▶ _Text shown_
Types of Research Variables
Variables can be categorized as dependent, independent, intervening, control, and moderator. The dependent variable is usually seen as the variable that “assumes” the effects of another variable. It is defined as change witnessed in the population of the research study when one or more factors change or they are modified. In this regard, the dependent variable in itself is seen as the problem (Axinn & Pearce, 2008).
On the other hand, the independent variable is the assumed “cause” of the witnessed problem. Therefore, this variable is perceived as the presumed reason for any variation or “change” in the dependent variable. This variable is measured to get its effects, and it is manipulated by the researcher (Andrew & Halcomb, 2009).
A moderator variable is a particular type of independent variable that can be selected for study to investigate whether it changes the relationship between the independent and the dependent variables. The major distinction between the moderator and the independent variable lies in how the researcher perceives each in the study (Kantowitz, Roediger, & Elmes, 2008).

▶ _Problems and tasks_
- a) In the text on types of research variables, what is the main difference between a moderator variable and an independent variable?
- b) Please carry the passage on types of research variables forward from its final sentence.

▶ _Dataset rows_
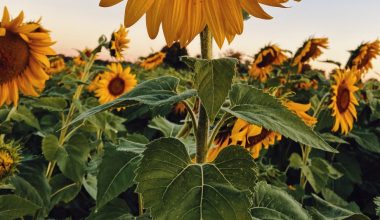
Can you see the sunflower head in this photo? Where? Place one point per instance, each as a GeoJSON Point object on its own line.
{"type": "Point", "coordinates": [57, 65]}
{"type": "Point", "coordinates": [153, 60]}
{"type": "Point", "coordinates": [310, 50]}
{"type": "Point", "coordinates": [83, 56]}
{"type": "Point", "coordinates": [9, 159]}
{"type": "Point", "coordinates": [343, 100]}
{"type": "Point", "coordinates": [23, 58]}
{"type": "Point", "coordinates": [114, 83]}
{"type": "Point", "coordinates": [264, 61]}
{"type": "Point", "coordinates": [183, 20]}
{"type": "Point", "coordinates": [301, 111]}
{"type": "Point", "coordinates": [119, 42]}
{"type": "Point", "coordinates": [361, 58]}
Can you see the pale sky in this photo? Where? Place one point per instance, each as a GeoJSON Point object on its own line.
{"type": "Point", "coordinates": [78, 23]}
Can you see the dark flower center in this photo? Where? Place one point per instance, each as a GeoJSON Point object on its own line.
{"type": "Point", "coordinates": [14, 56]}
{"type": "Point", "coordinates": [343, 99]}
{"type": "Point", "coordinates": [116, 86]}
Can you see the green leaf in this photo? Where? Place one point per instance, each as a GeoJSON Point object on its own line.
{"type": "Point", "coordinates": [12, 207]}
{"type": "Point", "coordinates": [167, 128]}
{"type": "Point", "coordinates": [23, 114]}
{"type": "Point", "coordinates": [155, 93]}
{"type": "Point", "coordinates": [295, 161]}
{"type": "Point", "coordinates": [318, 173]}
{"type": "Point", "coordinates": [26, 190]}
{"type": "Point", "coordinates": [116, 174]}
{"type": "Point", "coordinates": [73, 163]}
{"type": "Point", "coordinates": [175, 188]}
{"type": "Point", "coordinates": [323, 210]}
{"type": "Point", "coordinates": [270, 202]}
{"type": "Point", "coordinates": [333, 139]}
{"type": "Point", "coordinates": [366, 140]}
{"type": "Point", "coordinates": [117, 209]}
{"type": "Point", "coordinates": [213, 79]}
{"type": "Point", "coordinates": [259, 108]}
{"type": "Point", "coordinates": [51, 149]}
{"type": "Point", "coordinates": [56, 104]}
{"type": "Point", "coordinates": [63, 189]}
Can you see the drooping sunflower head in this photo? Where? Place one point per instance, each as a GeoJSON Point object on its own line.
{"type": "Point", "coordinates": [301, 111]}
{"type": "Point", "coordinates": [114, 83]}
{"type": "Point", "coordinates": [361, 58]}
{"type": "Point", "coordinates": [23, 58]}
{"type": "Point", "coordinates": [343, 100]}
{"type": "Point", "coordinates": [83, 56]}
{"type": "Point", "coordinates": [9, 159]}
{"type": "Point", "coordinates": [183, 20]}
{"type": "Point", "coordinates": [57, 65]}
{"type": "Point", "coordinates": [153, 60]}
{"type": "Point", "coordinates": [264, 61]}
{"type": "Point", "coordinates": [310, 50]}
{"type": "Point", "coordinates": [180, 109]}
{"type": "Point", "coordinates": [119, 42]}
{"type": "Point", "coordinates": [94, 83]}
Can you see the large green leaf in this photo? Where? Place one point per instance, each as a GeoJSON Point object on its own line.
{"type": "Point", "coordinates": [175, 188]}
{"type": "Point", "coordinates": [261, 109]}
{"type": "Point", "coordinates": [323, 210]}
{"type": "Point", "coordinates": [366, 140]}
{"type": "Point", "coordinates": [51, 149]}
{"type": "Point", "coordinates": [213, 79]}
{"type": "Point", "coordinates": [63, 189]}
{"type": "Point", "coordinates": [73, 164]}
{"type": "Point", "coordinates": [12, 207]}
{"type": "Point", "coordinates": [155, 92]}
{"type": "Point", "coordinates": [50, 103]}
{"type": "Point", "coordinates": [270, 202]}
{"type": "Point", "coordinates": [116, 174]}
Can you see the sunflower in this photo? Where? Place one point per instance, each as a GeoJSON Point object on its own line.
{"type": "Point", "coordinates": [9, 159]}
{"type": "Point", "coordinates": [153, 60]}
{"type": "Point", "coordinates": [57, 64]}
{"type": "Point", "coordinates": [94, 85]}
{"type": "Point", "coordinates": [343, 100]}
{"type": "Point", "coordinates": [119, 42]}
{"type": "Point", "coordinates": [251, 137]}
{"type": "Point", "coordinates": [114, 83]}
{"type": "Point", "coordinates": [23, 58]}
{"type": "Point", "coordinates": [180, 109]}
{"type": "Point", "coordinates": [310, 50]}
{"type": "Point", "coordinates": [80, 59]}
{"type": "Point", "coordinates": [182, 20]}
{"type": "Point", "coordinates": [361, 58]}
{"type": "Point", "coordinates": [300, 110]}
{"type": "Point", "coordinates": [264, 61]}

▶ _Per-task outputs_
- a) The difference lies in how the researcher perceives each in the study.

- b)
It is practically difficult for the researcher to include all the possible variables in each study. As a result, the researcher should endeavor to neutralize or control all other extraneous variables that are likely to have an impact on the relationship between the dependent, independent, and the moderator variables (Kantowitz, Roediger, & Elmes, 2008).
Methods for Collecting Data
Methods for collecting data include interviews, questionnaires, observation, and unobtrusive measures. The use of a questionnaire is the most efficient method of data collection. Responses are restricted by the questions that are asked in the instruments. They tend to be objective, and as a result, the respondents may not be willing to offer honest answers (Andrew & Halcomb, 2009).
The use of the interview is the second important data collection technique that can be employed for a group or individual respondents. It is the most commonly used data collection method. It enables the interviewer to ask the respondent direct questions. It is a one-on-one interaction or a group, and as a result, it saves time (Axinn & Pearce, 2008).
It is one of the methods that a researcher can use to collect data directly from the source. The method involves the real-time data collection and involves describing the behavior occurring in the present as opposed to the past. One of the disadvantages of the method is that at times, personal bias is unavoidable (Axinn & Pearce, 2008).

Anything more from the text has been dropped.